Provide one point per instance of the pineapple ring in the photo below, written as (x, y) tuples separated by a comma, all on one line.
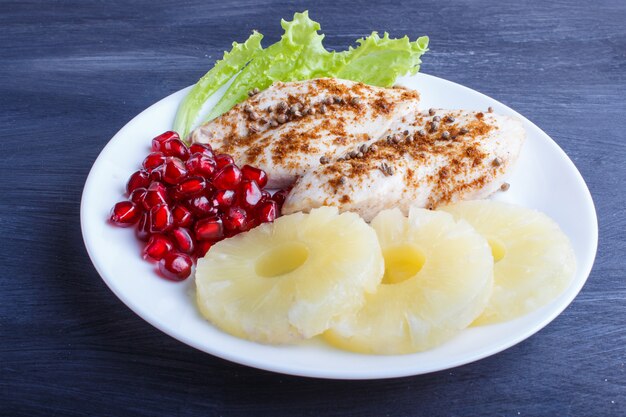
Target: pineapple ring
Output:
[(535, 261), (438, 278), (287, 280)]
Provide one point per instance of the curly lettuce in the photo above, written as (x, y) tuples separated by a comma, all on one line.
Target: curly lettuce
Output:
[(220, 74), (300, 55)]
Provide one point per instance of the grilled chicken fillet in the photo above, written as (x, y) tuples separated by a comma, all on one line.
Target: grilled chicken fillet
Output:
[(291, 128), (420, 162)]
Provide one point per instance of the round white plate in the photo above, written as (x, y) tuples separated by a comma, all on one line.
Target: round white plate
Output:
[(544, 178)]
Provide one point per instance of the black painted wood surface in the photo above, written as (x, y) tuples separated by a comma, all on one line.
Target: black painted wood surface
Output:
[(74, 72)]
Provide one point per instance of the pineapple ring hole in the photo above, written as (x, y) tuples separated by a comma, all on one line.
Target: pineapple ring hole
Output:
[(401, 263), (497, 249), (282, 260)]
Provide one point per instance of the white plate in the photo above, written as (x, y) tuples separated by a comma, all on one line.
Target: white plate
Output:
[(544, 178)]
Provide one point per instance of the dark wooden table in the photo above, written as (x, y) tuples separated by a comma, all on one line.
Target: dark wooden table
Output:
[(74, 72)]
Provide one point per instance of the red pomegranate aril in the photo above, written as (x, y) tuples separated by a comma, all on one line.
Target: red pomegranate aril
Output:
[(251, 173), (279, 197), (125, 214), (157, 173), (222, 160), (202, 247), (228, 178), (203, 148), (267, 211), (175, 148), (235, 219), (158, 141), (225, 198), (161, 219), (143, 227), (138, 179), (201, 206), (182, 239), (182, 216), (200, 164), (210, 228), (174, 171), (250, 194), (138, 196), (175, 266), (156, 194), (153, 160), (157, 247), (190, 186)]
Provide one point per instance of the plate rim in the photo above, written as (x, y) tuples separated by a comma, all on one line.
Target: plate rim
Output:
[(582, 268)]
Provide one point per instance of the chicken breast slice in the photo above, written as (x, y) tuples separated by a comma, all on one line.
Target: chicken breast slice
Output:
[(292, 128), (422, 161)]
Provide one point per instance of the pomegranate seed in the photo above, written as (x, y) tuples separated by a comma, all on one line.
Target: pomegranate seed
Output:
[(250, 194), (174, 171), (235, 219), (203, 148), (138, 196), (161, 218), (153, 160), (157, 247), (157, 173), (200, 164), (225, 198), (175, 266), (182, 216), (210, 228), (228, 178), (125, 213), (138, 179), (251, 173), (143, 227), (202, 247), (175, 148), (190, 186), (158, 141), (222, 160), (279, 197), (267, 211), (156, 194), (202, 206), (182, 239)]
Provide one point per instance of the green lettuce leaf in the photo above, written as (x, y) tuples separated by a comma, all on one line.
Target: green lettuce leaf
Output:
[(220, 74), (300, 55), (379, 61)]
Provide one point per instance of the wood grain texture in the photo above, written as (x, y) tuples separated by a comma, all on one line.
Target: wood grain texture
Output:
[(74, 72)]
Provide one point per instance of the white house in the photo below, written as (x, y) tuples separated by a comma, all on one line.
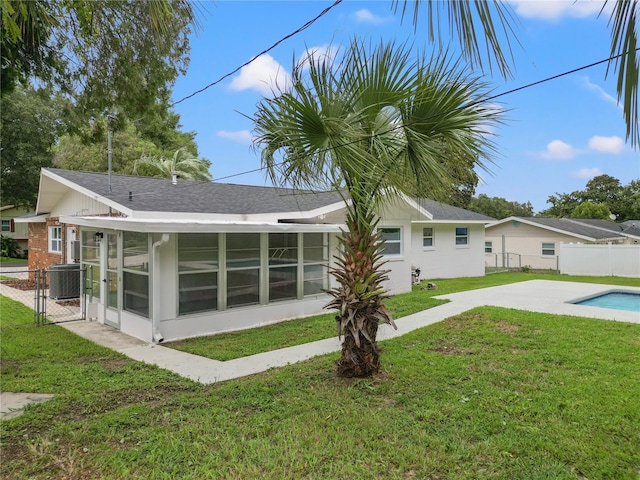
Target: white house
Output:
[(519, 241), (170, 260)]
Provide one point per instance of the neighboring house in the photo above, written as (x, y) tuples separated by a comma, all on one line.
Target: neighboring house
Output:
[(10, 228), (170, 260), (535, 242)]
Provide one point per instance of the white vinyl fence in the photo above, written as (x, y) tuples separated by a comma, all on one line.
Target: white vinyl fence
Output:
[(615, 260)]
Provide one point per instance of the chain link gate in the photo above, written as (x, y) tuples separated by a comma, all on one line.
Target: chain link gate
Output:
[(60, 294)]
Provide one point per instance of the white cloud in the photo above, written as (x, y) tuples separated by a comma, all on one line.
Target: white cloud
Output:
[(586, 173), (606, 144), (558, 150), (598, 89), (365, 16), (556, 9), (240, 136), (264, 74)]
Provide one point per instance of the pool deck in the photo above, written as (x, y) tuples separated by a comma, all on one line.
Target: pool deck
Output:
[(543, 296)]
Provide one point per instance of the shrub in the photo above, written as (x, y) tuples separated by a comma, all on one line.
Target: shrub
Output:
[(9, 247)]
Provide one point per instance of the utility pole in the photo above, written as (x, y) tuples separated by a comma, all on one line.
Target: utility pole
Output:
[(109, 118)]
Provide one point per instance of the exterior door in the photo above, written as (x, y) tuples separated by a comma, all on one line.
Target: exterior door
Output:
[(112, 279)]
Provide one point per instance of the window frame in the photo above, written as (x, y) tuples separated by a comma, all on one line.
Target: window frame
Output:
[(430, 237), (546, 249), (460, 236), (55, 241), (392, 242)]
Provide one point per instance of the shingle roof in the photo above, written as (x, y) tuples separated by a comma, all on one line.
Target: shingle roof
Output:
[(160, 195), (442, 211)]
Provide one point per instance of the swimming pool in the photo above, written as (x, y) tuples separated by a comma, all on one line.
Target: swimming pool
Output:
[(629, 301)]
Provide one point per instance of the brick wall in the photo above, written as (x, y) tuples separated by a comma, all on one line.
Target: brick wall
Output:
[(39, 255)]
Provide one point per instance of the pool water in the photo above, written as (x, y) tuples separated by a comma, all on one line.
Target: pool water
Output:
[(616, 300)]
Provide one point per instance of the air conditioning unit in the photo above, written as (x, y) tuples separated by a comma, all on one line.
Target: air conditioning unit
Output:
[(74, 254)]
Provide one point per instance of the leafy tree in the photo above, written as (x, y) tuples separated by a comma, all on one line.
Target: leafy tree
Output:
[(182, 163), (622, 201), (100, 54), (29, 127), (591, 210), (372, 125), (127, 146), (498, 207), (467, 18)]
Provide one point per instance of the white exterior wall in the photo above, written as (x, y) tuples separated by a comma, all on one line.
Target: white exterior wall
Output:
[(446, 259), (614, 260), (526, 241)]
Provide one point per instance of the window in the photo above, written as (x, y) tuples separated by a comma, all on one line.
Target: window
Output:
[(283, 266), (55, 239), (427, 237), (197, 272), (548, 248), (135, 280), (315, 258), (462, 236), (91, 261), (243, 269), (392, 240)]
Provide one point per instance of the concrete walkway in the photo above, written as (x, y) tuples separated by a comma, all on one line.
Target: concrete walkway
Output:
[(543, 296)]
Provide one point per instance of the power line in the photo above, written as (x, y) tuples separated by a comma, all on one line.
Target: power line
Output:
[(295, 32), (484, 100)]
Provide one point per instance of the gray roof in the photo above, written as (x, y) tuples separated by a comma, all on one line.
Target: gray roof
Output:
[(160, 195), (442, 211), (592, 228)]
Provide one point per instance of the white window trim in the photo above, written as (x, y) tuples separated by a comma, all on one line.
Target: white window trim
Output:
[(548, 254), (399, 255), (57, 240), (432, 237), (467, 236)]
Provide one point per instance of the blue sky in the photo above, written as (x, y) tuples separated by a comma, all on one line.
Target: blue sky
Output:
[(557, 135)]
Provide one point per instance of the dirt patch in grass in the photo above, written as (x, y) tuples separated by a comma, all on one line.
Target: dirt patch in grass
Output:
[(452, 350), (505, 327)]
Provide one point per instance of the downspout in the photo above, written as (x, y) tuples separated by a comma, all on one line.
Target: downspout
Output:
[(155, 327)]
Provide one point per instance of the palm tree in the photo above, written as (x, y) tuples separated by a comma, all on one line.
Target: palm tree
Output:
[(373, 125), (469, 17), (183, 164)]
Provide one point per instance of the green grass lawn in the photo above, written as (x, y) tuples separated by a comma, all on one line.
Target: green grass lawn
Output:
[(227, 346), (13, 260), (493, 393)]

_Do this_
Retype the data above exactly; pictures are not part of the copy.

_Worked solution_
Provide one point per instance of the pineapple ring in the photo below, written as (x, y) tuples separated by a comma, all on one line.
Target: pineapple ring
Output:
[(535, 261), (438, 278), (287, 280)]
Provide one point per instance of the curly lettuce in the photo above, written as (x, y) tuples separated by a comma, all on one line.
Target: curly lettuce
Output:
[(220, 74), (300, 55)]
Provide one point per instance of the grilled chicken fillet in the photo above, written as (x, y) tuples separated by a comma, all on one line.
Target: grilled chicken fillet
Output:
[(291, 128), (420, 162)]
Provide one point per instance of the round white plate in the photo above, written as (x, y) tuples separated by a comma, all on one line.
Target: round white plate
Output:
[(544, 178)]
Provide one point per instance of the black painted wood surface in the photo above, written as (x, y) tuples separated by a comma, all on one line.
Target: black painted wood surface
Output:
[(74, 72)]
Provide one point per instance of the pineapple ring hole in the photo above, written as (x, y) tuples separated by a comma, all on one line.
Target: pineapple ring hole
Output:
[(401, 263), (497, 249), (282, 260)]
Provide one point per instance of the white plate in the photo above, written as (x, y) tuples separated by a comma, all on one line.
Target: white plate
Output:
[(544, 178)]
Provide one point per instance of the dark wooden table in the photo above, written as (x, y) tuples separated by a comma, all on one line.
Target: dark wooden table
Output:
[(74, 72)]
Provide one point per instance of the red pomegranate aril in the photo above, written as (x, y) tuples separated by a comma, all on one line.
Target: red pomegranate aril
Output:
[(251, 173), (279, 197), (125, 214), (157, 173), (222, 160), (202, 247), (228, 178), (203, 148), (267, 211), (175, 148), (235, 219), (158, 141), (225, 198), (161, 219), (143, 227), (138, 179), (201, 206), (182, 239), (182, 216), (200, 164), (210, 228), (174, 171), (250, 194), (138, 196), (175, 266), (156, 194), (153, 160), (157, 247), (190, 186)]
Provide one point per instance of the plate rim in the photo above, written as (x, y) tuples separated by a comma, all on one line.
Target: plate rim
Output:
[(582, 268)]
Provide one point per instance of the chicken breast slice in the photo above, written as (x, y) tuples separated by a comma, all on one line.
Target: chicken breast slice
Output:
[(292, 128), (422, 161)]
Provide one point per instance of the pomegranate seed in the photo above, written as (x, y) tuples separated by a comma, all on one line.
Target: pomegranate seed
Output:
[(250, 194), (174, 171), (235, 219), (203, 148), (138, 196), (161, 218), (153, 160), (157, 247), (157, 173), (200, 164), (225, 198), (175, 266), (182, 216), (210, 228), (228, 178), (125, 213), (138, 179), (251, 173), (143, 227), (202, 247), (175, 148), (190, 186), (158, 141), (222, 160), (279, 197), (267, 211), (156, 194), (202, 206), (182, 239)]
Provide one point per instance of the green lettuce leaf in the photo above, written as (x, y) tuples separated by a comma, all on one line.
Target: green lettuce leaf
Output:
[(220, 74), (300, 55), (379, 61)]
Provide one point per instance of the wood grain texture in the photo above, written as (x, y) tuples separated by a comma, all on one line.
Target: wood grain texture
Output:
[(74, 72)]
Provide one point per instance of the white house in the photo below, written as (x, y) tuples separated by a comma, all on one line.
Target: white house
Output:
[(519, 241), (170, 260)]
Provide one point per instance of the neighboring house in the photo above, written as (x, y) tuples separated by a comma, all on one line.
Target: neighboring house
Output:
[(10, 228), (170, 260), (535, 242)]
Provide one point per instance of the white vinyl fence in the photo above, written as (x, y) tuples separated by a comma, all on one line.
Target: white vinyl fence
Output:
[(615, 260)]
Provide one point per instance of the chain link gate in the photo above, written as (x, y) tuples separated by a comma, all on one line.
Target: chain link gate
Output:
[(60, 294)]
Provide one point per instance of the white cloud in the photo above, written as (x, y) tuples separated by a comma, all on one line.
Target: white cloud
Output:
[(586, 173), (606, 144), (558, 150), (598, 89), (365, 16), (556, 9), (240, 136), (264, 74)]
Provide one point per instance of the pool deck in the photo above, written as (x, y) tuples separated by a comma, all on one line.
Target: pool deck
Output:
[(543, 296)]
Provide one point per instance of the shrub in the photo above, written as (x, y) tuples separated by a comma, all on one line.
Target: shrub
Output:
[(9, 247)]
Provide one point per instance of the utility pole in the photo above, written as (x, y) tuples separated by a comma, all on one line.
Target: utility pole
Output:
[(109, 118)]
Provide one point per instance of the exterior door in the photo above, written as (x, y) tuples separated by a comma, all on one line.
Target: exterior door
Output:
[(112, 279)]
Provide one point per instance of the window frame in the photo above, written as (x, y) tuples separated by a comma, all on one line.
Target: window frame
Output:
[(430, 237), (546, 249), (460, 236), (55, 241), (392, 242)]
Provide one point per instance of the shingle roof in the photo above, written as (x, y) tuples separated by a comma, all on one line.
Target: shingle roof
Output:
[(160, 195), (442, 211)]
Provide one point per instance of the swimming pool in the photo above, written as (x, y) tuples separated by a comma, all on one line.
Target: swimming pool
Output:
[(629, 301)]
Provide one point per instance of the brick wall in the photo above, written as (x, y) tuples separated by a comma, all on one line.
Target: brick wall
Output:
[(39, 255)]
Provide one point per instance of the pool water in the photo above, written as (x, y) tuples separated by a comma, all on one line.
Target: pool water
Output:
[(616, 300)]
Provide one point per instance of the air conditioning unit in the photo above, written as (x, y) tuples separated by a comma, all on one line.
Target: air conditioning unit
Output:
[(74, 254)]
Provide one point per instance of the leafy tree in the photo above, written as (x, y) tuples separated by a comma, all on one line.
Target: leafy tree
Output:
[(182, 163), (622, 201), (100, 54), (29, 127), (591, 210), (372, 125), (127, 146), (498, 207), (467, 18)]
Provide one point per instance of the white exterior wall in the photo above, written as (x, y) tuples separated by a comma, all on one line.
Target: white exterior wall
Output:
[(446, 259), (614, 260), (526, 241)]
Provide one point per instance of the window in the photo above, written as (x, y) tuples separated by a comma, all on one line.
Target: window
Output:
[(283, 266), (55, 239), (427, 237), (197, 272), (548, 248), (135, 280), (315, 258), (462, 236), (91, 261), (243, 269), (392, 240)]
Provide one point per instance of the concrete walkway in the photo above, written as (x, y) tuples separated by a comma, all on one line.
Target: concrete walkway
Output:
[(543, 296)]
Provide one point per instance of the power line in the photo above, written as (x, y) tuples separated by a comma, all on one line.
Target: power line
Output:
[(295, 32), (484, 100)]
Provide one point per instance of the gray roof in the photo above, written as (x, y) tuples separated by a comma, all on one line.
Target: gray roof
Output:
[(160, 195), (442, 211), (592, 228)]
Provide one point per instance of the white window trim in the photo above, written as (x, y) tuples separated by a comma, all on one line.
Target: white window trim
Output:
[(548, 254), (399, 255), (57, 240), (432, 237), (467, 236)]
Provide one point per instance of the blue sky in the photo above, written as (x, y) tuples separated by a comma, all on one line.
Target: blue sky
Output:
[(557, 135)]
Provide one point per instance of the dirt patch in grass in the photo above, written as (x, y) tuples separated by a comma, all on one line.
Target: dirt patch in grass
Output:
[(452, 350), (505, 327)]
Provide one point per instance of the downspout in the photo above, written as (x, y) tuples separated by a comma, all on one line.
Target: downspout
Output:
[(155, 327)]
Provide one point per instance of the palm tree in the photo above, written as (x, y) tuples separated by a comma, all on one line.
Target: palm tree
Output:
[(373, 125), (469, 17), (183, 164)]
Provide one point per instance of the green grass lawn in the photo above, written as (x, y) tuples separated by a comma, all on one line.
Target: green grass lawn
Output:
[(227, 346), (13, 260), (493, 393)]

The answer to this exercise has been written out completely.